§ **COMPLETE THE FOLLOWING**
1. Please copy out a portion of the passage on the Pursley case word for word, beginning at the words "In October 2008, at" and stopping after the words "Post-Conviction Testing Act.".
2. In the passage on the Pursley case, how long had Mr. Pursley been in prison when he was released on bond?
3. Go on with the passage on the Pursley case, starting right after its final sentence.

━━━━━ DOCUMENT ━━━━━

In October 2008, at the request of Northwestern’s Center on Wrongful Convictions, the firm agreed to assist Mr. Pursley in his effort to get the state of Illinois to retest the ballistics evidence.   On January 26, 2011, the Illinois Appellate Court, reversing a decision by the lower court,  granted his request, making People v. Pursley the first case in the country to allow a prisoner new ballistics testing under a Post-Conviction Testing Act.

The firm then submitted the ballistics evidence to two preeminent and independent ballistics specialists who examined the evidence using new technology and concluded that Mr. Pursley’s firearm did not fire either of the bullets or either of the cartridge cases found at the crime scene.   In December 2016, Judge McGraw of the Winnebago (IL) County Circuit Court held a three-day evidentiary hearing on this evidence, and on March 3, 2017 he vacated Pursley’s conviction and awarded him a new trial.   At that time, Mr. Pursley was released on bond after spending more than 23 years in prison.

━━━━━ DATA SHOWN ━━━━━

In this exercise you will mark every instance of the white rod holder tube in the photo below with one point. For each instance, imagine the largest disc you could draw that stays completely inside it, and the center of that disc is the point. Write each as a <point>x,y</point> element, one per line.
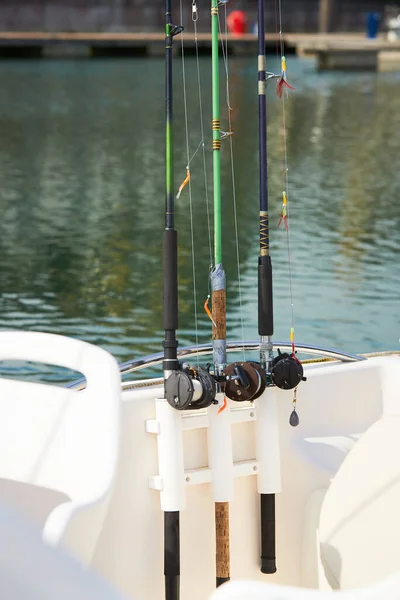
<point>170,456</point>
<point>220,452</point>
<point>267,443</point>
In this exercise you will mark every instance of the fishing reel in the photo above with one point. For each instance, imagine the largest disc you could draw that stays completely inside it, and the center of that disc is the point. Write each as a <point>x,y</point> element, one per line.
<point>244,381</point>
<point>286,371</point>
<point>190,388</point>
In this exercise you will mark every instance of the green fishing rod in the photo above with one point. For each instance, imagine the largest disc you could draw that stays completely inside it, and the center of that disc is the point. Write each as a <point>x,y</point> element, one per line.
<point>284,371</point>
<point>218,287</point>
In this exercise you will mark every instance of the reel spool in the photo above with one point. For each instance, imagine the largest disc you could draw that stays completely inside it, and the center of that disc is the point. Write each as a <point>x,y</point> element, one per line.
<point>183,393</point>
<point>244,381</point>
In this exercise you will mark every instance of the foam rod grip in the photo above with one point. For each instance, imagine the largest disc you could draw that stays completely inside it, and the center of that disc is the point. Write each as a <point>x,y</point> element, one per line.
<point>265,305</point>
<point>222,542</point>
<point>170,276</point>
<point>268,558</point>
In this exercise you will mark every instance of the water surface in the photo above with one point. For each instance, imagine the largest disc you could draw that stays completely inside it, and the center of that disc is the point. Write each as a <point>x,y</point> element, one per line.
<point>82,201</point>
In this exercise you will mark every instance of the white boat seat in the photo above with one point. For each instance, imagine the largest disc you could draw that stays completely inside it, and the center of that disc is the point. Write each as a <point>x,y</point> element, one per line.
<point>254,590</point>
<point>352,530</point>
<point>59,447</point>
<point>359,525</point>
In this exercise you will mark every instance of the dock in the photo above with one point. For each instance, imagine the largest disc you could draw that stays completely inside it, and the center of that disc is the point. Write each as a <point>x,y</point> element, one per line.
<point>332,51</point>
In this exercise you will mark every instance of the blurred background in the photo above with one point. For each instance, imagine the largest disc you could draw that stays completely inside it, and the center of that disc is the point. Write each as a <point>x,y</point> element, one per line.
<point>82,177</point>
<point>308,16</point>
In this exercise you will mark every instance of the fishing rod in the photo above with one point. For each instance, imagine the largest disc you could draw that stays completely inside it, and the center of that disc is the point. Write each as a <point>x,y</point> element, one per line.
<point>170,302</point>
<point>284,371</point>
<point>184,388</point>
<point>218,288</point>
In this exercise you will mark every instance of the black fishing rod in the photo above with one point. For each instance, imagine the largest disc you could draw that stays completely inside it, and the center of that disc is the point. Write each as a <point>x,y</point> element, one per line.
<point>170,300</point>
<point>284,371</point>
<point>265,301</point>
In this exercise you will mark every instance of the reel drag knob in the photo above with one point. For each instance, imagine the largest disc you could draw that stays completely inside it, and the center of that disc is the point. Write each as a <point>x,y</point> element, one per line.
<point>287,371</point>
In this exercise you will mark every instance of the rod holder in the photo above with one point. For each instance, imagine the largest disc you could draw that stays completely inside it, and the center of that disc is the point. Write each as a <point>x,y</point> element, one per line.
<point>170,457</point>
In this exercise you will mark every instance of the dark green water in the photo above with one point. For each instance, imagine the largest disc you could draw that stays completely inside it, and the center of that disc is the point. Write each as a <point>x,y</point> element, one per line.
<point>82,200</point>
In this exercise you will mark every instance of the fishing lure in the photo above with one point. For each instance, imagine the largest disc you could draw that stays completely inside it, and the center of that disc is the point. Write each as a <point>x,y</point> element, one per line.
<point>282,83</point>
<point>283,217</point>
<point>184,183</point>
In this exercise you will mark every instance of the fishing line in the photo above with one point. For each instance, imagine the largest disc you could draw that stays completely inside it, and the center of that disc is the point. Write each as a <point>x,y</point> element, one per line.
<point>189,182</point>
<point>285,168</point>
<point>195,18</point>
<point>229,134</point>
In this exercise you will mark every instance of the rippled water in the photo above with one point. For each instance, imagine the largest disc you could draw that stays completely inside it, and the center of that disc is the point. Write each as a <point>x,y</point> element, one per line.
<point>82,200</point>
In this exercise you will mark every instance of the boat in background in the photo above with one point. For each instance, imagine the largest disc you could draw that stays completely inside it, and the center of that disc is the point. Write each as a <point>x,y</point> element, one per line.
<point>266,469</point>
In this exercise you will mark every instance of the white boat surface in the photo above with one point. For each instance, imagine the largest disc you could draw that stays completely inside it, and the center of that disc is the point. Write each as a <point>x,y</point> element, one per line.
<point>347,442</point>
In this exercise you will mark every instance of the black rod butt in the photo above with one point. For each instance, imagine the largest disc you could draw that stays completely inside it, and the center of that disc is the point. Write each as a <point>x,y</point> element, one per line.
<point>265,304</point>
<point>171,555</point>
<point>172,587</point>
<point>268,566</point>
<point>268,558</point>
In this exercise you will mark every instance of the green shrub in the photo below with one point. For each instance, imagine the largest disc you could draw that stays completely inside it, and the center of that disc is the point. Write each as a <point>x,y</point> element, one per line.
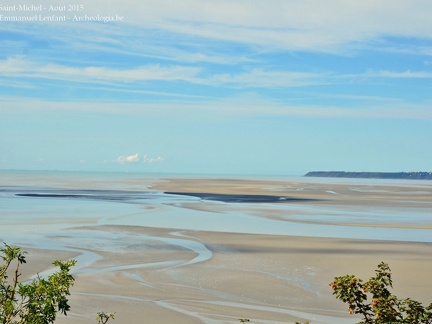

━━━━━

§ **EXPECTED ANSWERS**
1.
In October 2008, at the request of Northwestern’s Center on Wrongful Convictions, the firm agreed to assist Mr. Pursley in his effort to get the state of Illinois to retest the ballistics evidence.   On January 26, 2011, the Illinois Appellate Court, reversing a decision by the lower court,  granted his request, making People v. Pursley the first case in the country to allow a prisoner new ballistics testing under a Post-Conviction Testing Act.

2. More than 23 years.

3.
The state then appealed Judge McGraw’s decision, to no avail.

On January 10, Mr. Pursley’s retrial began in Winnebago County, with closing arguments heard on January 15.  On January 16, Judge McGraw announced his decision to acquit Mr. Pursley, stating that the “evidence in 1993 was scant by today’s standards, and when you start with scant evidence you’re not in a good position to reevaluate it years later.”  He further commented that the defense’s ballistics experts demonstrated conclusively that the cartridge cases were not fired from the gun attributed to Mr. Pursley.

For more than a decade, a diverse team of lawyers has been dedicated to overturning this wrongful conviction.   Partners Robert R. Stauffer and Andrew W. Vail and Associates Kevin J. Murphy and Monika N. Kothari led significant aspects of the case. .  Associate Sara Kim and paralegals Eric Herling and Nick Perrone provided invaluable assistance before and during trial.   Firmwide, more than 60 professionals – from lawyers to paralegals to library services – contributed 9,478 hours to this case over more than a decade. 

The case generated significant media attention throughout the years.  Various news outlets such as NBC and the Associated Press have reported on the retrial and various pre-trial proceedings.  In the past, both The National Law Journal and Law360 pointed to the case when awarding the firm with pro bono recognition.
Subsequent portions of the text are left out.